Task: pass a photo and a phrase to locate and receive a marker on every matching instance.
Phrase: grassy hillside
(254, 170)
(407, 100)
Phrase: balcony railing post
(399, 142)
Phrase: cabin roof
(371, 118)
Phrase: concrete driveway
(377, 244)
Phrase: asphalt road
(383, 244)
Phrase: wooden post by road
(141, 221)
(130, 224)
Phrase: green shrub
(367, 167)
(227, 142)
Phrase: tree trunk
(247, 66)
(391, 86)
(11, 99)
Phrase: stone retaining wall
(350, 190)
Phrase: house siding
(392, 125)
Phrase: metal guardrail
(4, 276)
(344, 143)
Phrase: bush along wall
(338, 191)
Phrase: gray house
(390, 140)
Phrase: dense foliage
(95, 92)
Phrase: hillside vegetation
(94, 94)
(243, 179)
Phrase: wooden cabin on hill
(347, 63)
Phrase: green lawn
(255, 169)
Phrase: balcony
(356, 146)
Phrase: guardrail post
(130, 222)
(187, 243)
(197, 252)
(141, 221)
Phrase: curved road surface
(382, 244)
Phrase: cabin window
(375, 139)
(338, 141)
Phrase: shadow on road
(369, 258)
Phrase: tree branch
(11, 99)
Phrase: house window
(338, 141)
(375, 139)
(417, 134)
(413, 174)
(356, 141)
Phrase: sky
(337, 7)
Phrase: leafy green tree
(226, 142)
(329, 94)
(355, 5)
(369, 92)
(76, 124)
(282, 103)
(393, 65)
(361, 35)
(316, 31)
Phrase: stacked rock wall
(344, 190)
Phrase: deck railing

→ **SHORT TASK**
Turn the material from the line containing "Phrase: gray house" through its final line, both ends included, into a JSON list of strings with one string per line and no blank lines.

→ **RESULT OF THE EXERCISE**
[
  "Phrase: gray house",
  "(390, 140)",
  "Phrase: dense foliage",
  "(95, 92)",
  "Phrase: hillside vegetation",
  "(94, 94)",
  "(243, 179)",
  "Phrase: wooden cabin on hill",
  "(347, 63)",
  "Phrase: green lawn",
  "(255, 169)",
  "Phrase: balcony",
  "(356, 146)",
  "Phrase: guardrail post",
  "(130, 222)",
  "(187, 243)",
  "(197, 252)",
  "(141, 221)",
  "Phrase: curved road surface",
  "(382, 244)",
  "Phrase: cabin window",
  "(375, 139)",
  "(338, 141)",
  "Phrase: shadow on road",
  "(369, 258)",
  "Phrase: tree branch",
  "(11, 99)",
  "Phrase: house window",
  "(338, 141)",
  "(375, 139)",
  "(417, 134)",
  "(413, 174)",
  "(356, 141)",
  "Phrase: sky",
  "(337, 7)",
  "Phrase: leafy green tree",
  "(226, 142)",
  "(329, 94)",
  "(355, 5)",
  "(369, 92)",
  "(76, 124)",
  "(282, 103)",
  "(393, 65)",
  "(361, 35)",
  "(316, 31)",
  "Phrase: stacked rock wall",
  "(344, 190)",
  "Phrase: deck railing"
]